Tâches à réaliser =>
1 - Recopiez à l'identique, dans l'article sur le vélo de fonction, le passage allant de « De plus en plus de » jusqu'à « productivité des vélotafeurs. ».
2 - Reprenez l'article sur le vélo de fonction là où il s'arrête et poursuivez-le.

Pour diverses raisons et notamment parce qu’il s’adresse potentiellement à tous dans l’entreprise, le vélo de fonction décolle en France. À la tête de la jeune société Tandem, Arthur de Jerphanion répond à nos questions sur le sujet.
De plus en plus de contraintes pèsent sur les entreprises pour présenter un bilan carbone à 360 degrés de plus en plus léger. Le calcul comprend aussi les déplacements domicile-travail des salariés. Sur son site Internet, Tandem explique que remplacer une voiture pour effectuer 10 km par jour aller-retour permet d’éviter annuellement de libérer dans l’atmosphère 700 kg de CO2. Multiplié par le nombre de collaborateurs, le volume peut devenir très important.
Ce n’est toutefois pas le seul bénéfice, car mettre en place un tel avantage crédite les employeurs d’une image jeune et ouverte au bien-être en interne. Ce qui fait parfois la différence à l’heure de décrocher des talents rares sur le marché. Dans son argumentaire, Tandem rapporte une observation du Medef qui estime à un gain de 9 % en moyenne la productivité des vélotafeurs.

Les données =>
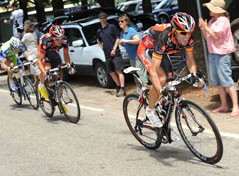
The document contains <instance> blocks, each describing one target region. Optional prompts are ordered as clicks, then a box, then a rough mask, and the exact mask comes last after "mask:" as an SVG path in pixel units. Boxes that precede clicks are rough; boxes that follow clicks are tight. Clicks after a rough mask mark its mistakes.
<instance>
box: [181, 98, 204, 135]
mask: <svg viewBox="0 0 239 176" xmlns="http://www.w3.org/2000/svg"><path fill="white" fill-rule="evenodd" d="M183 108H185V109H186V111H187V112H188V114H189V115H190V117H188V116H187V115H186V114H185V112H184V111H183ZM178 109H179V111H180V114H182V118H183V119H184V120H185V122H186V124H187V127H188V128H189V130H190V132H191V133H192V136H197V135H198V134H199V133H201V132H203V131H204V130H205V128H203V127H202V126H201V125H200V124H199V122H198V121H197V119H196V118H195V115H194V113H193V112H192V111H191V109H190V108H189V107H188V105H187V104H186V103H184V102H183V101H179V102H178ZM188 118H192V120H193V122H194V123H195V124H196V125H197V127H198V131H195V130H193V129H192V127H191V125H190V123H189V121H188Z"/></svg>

==

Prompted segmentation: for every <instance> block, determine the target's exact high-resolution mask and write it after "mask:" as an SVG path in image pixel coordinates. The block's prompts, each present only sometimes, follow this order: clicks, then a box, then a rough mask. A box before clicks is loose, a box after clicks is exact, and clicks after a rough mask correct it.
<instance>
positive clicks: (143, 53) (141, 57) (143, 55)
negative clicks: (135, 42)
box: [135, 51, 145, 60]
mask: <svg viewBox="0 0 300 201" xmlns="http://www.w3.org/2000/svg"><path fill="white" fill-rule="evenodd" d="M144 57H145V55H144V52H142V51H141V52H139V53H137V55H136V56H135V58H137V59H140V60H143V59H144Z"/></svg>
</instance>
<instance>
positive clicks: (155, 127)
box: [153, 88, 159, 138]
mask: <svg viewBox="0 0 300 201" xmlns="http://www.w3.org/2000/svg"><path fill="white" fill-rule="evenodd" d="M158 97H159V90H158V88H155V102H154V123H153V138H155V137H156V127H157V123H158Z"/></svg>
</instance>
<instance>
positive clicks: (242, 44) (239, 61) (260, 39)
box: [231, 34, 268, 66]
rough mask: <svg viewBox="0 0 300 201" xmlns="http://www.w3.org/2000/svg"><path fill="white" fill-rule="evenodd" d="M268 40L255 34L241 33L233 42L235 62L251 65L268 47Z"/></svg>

Réponses aux tâches =>
1 -
De plus en plus de contraintes pèsent sur les entreprises pour présenter un bilan carbone à 360 degrés de plus en plus léger. Le calcul comprend aussi les déplacements domicile-travail des salariés. Sur son site Internet, Tandem explique que remplacer une voiture pour effectuer 10 km par jour aller-retour permet d’éviter annuellement de libérer dans l’atmosphère 700 kg de CO2. Multiplié par le nombre de collaborateurs, le volume peut devenir très important.
Ce n’est toutefois pas le seul bénéfice, car mettre en place un tel avantage crédite les employeurs d’une image jeune et ouverte au bien-être en interne. Ce qui fait parfois la différence à l’heure de décrocher des talents rares sur le marché. Dans son argumentaire, Tandem rapporte une observation du Medef qui estime à un gain de 9 % en moyenne la productivité des vélotafeurs.

2 -
Fiscalement, le gouvernement favorise cette tendance. « Dans la majorité des cas, l’employeur prend à sa charge 70 % du loyer pour un vélo. Grâce à la loi Lom, 25 % de cette part peut être défiscalisée. Ainsi, pour 100 euros de location, une entreprise prend 70 euros à sa charge, mais ne supporte réellement que 52 euros. Ce qui permet de réduire l’impôt sur les sociétés, sans charges sociales supplémentaires », explique Arthur de Jerphanion, cofondateur et président de Tandem, en charge du marketing et de la finance.
Pour Tandem, mais aussi pour nombre de pratiquants aujourd’hui, utiliser un vélo afin de se rendre sur son lieu de travail permet d’éviter le stress des transports en commun et celui des embouteillages. Avec un modèle électrique, l’exercice physique est suffisant pour parvenir à destination en meilleure forme et sans transpiration excessive : « Tandem propose aussi bien des vélos musculaires que des modèles électriques, mais 95 % des demandes portent sur des VAE ».
Nous n’en sommes plus à l’époque où ces deux-roues étaient considérés comme des vélos pour les personnes âgées ou à la santé fragile : « Pour un usage quotidien, une fois qu’on a essayé un vélo électrique, c’est magique. Parmi les salariés auxquels nous fournissons un VAE exploité en semaine, certains sont des sportifs qui ont leur propre vélo classique qu’ils utilisent le week-end ».
Par ailleurs, il est possible de considérer l’adoption du vélo de fonction comme un acte militant au titre de la mobilité durable. De quoi aussi faire bouger les municipalités en ce sens.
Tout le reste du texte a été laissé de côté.